Point localization data
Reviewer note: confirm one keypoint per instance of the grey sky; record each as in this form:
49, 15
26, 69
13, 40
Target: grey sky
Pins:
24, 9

## Your assignment
Whenever a line above includes "grey", copy it in full.

## Result of the task
Reviewer note: confirm one keypoint per instance of the grey sky; record each as in this form:
Target: grey sky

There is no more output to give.